------ Data records

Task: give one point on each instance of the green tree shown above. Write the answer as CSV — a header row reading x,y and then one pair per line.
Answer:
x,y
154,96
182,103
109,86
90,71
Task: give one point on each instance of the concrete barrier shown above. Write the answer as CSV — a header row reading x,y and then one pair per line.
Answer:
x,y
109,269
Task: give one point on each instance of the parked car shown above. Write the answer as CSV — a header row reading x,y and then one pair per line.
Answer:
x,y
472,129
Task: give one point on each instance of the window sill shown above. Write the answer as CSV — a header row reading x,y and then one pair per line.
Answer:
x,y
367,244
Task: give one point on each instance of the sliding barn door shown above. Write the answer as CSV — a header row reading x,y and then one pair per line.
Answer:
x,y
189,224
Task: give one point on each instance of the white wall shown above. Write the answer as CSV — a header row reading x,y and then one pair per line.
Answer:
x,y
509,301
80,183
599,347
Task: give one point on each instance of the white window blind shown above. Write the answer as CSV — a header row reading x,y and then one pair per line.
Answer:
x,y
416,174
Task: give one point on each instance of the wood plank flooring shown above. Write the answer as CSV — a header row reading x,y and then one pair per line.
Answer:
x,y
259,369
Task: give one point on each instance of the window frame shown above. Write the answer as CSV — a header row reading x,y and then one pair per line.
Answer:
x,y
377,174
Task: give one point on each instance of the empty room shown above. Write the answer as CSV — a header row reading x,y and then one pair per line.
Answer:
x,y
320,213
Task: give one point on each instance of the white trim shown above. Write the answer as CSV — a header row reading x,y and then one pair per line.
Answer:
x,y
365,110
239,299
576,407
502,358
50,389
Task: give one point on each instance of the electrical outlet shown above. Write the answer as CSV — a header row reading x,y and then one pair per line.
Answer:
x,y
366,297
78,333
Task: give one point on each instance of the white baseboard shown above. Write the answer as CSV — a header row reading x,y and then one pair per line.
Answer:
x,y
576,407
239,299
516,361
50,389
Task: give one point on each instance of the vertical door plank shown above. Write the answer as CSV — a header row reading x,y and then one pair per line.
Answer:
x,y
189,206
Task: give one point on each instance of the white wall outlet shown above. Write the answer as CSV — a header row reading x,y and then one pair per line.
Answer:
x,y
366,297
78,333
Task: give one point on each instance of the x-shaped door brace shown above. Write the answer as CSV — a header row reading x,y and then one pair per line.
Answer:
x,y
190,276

------------

Work task: Beginning at the line that contains "white wall shown", transcribe every line through the end of the material exactly, leaving out all earlier lines.

Output for this task:
Task: give one point on each instance of the white wall shown above. Write the answer as CSV — a header row reading x,y and then one pair per line.
Answer:
x,y
509,301
80,183
599,347
Task: give one point on each instance of the white window blind shown above. Write the answer as CSV — a header row reading x,y and then one pair per line.
Answer:
x,y
416,174
Task: give one point on each instance of the wood plank flooring shown above. Write the answer as CSV — a header row reading x,y and then one pair per line.
Answer:
x,y
259,369
Task: give one point on each instance of the window frame shown above. Write the answer as CSV — a header row reading x,y and then one pair per line.
Answer:
x,y
377,174
Task: give one point on each instance of the empty room shown above. Write the answer as CSV — a header row reading x,y and then one pair per line.
Answer:
x,y
320,213
Task: give one point on each instance of the white trim shown above. Write the answer as CSV — a header row reading x,y and then one pair per line.
Answer:
x,y
365,110
239,299
576,407
502,358
50,389
Task: give one point on each instance of the electrical outlet shown above. Write the answer as CSV — a header row reading x,y and then one pair per line.
Answer:
x,y
366,297
78,333
Task: give one point on each instance of the white baseboard shown above. Write the answer as CSV — a header row reading x,y and then one pair per line.
Answer:
x,y
576,407
239,299
516,361
50,389
Task: give one point on each instance of the vertical door plank shown above. Write the answer as CSV — a header row reading x,y and then one pair per line.
Answer:
x,y
189,206
Task: give one point on each instance of the white wall outlet shown above. Write the answer as CSV — a header row reading x,y and then one pair per line.
Answer:
x,y
366,297
78,333
Task: give one point on each instance of the x-shaped door brace shown above. Write the answer as CSV — a header row reading x,y and then one pair per line.
Answer:
x,y
190,276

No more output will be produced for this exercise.